**What the task requires**: When the line containing "point(415, 288)" is found in the data below, copy it and each line after it through the line containing "point(47, 106)", exactly and with no others.

*** Opening of Records for the task ***

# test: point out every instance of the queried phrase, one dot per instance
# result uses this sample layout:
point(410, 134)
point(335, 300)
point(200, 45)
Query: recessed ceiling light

*** Close of Records for the task ***
*** Opening of Records for the task ***

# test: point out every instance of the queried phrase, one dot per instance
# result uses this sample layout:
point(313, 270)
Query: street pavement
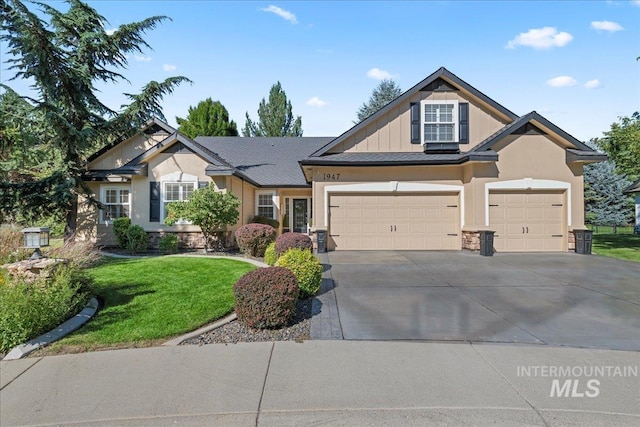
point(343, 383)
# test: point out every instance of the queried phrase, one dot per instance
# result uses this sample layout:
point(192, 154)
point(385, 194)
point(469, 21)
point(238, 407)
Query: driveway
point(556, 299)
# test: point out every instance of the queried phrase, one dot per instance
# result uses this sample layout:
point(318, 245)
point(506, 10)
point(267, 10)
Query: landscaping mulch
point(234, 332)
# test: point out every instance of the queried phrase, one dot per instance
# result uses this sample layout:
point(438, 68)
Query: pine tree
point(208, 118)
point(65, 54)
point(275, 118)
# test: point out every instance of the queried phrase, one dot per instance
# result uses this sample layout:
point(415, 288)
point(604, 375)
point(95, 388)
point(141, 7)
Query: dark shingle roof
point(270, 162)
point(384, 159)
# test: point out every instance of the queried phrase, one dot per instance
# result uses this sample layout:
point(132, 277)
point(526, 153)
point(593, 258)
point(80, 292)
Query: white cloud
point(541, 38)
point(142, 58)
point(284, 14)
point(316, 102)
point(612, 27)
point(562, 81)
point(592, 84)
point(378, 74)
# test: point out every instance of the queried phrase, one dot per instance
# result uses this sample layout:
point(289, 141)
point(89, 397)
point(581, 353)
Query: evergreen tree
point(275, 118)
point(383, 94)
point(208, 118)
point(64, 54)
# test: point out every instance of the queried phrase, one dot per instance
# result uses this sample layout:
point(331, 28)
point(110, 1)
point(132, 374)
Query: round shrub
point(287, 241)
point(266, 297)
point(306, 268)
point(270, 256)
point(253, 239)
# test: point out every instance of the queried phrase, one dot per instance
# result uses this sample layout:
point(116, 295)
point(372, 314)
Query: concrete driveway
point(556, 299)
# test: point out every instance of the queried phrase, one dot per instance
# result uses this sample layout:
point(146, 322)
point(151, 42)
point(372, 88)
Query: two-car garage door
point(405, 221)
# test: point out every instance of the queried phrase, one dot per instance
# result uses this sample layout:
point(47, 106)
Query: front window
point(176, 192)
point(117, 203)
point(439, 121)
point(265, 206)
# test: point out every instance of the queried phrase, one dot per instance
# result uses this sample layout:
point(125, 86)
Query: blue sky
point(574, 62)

*** Close of Records for the task ***

**Answer to the problem**:
point(415, 288)
point(604, 375)
point(95, 388)
point(141, 7)
Query: dark shingle roof
point(270, 162)
point(384, 159)
# test: point out every instance of the queried phrase, one dot per instance
# result uses this sample layout:
point(132, 277)
point(526, 153)
point(593, 258)
point(80, 292)
Query: white cloud
point(541, 38)
point(142, 58)
point(284, 14)
point(316, 102)
point(612, 27)
point(562, 81)
point(592, 84)
point(378, 74)
# test: point out every instance of the queried phrase, one dot per instance
# result uses this sample layout:
point(289, 141)
point(89, 397)
point(581, 353)
Query: evergreen tree
point(275, 118)
point(383, 94)
point(208, 118)
point(64, 54)
# test: point out every instance of the queried phrase, one dot per instance
# result uses this sample layout:
point(331, 28)
point(110, 1)
point(132, 374)
Query: round shrub
point(287, 241)
point(266, 297)
point(306, 268)
point(270, 256)
point(253, 239)
# test: point out every instance of the queried phrase, one dot per instance
# result uses this sample layout:
point(116, 295)
point(372, 314)
Query: concrete driveway
point(556, 299)
# test: point out every instance of the queried phrase, one dot per instance
# result uses this sample layout:
point(146, 322)
point(151, 42)
point(372, 88)
Query: two-car garage door
point(405, 221)
# test: point out every instance of the queried phrase, one dot per instance
# result uses this sample layout:
point(47, 106)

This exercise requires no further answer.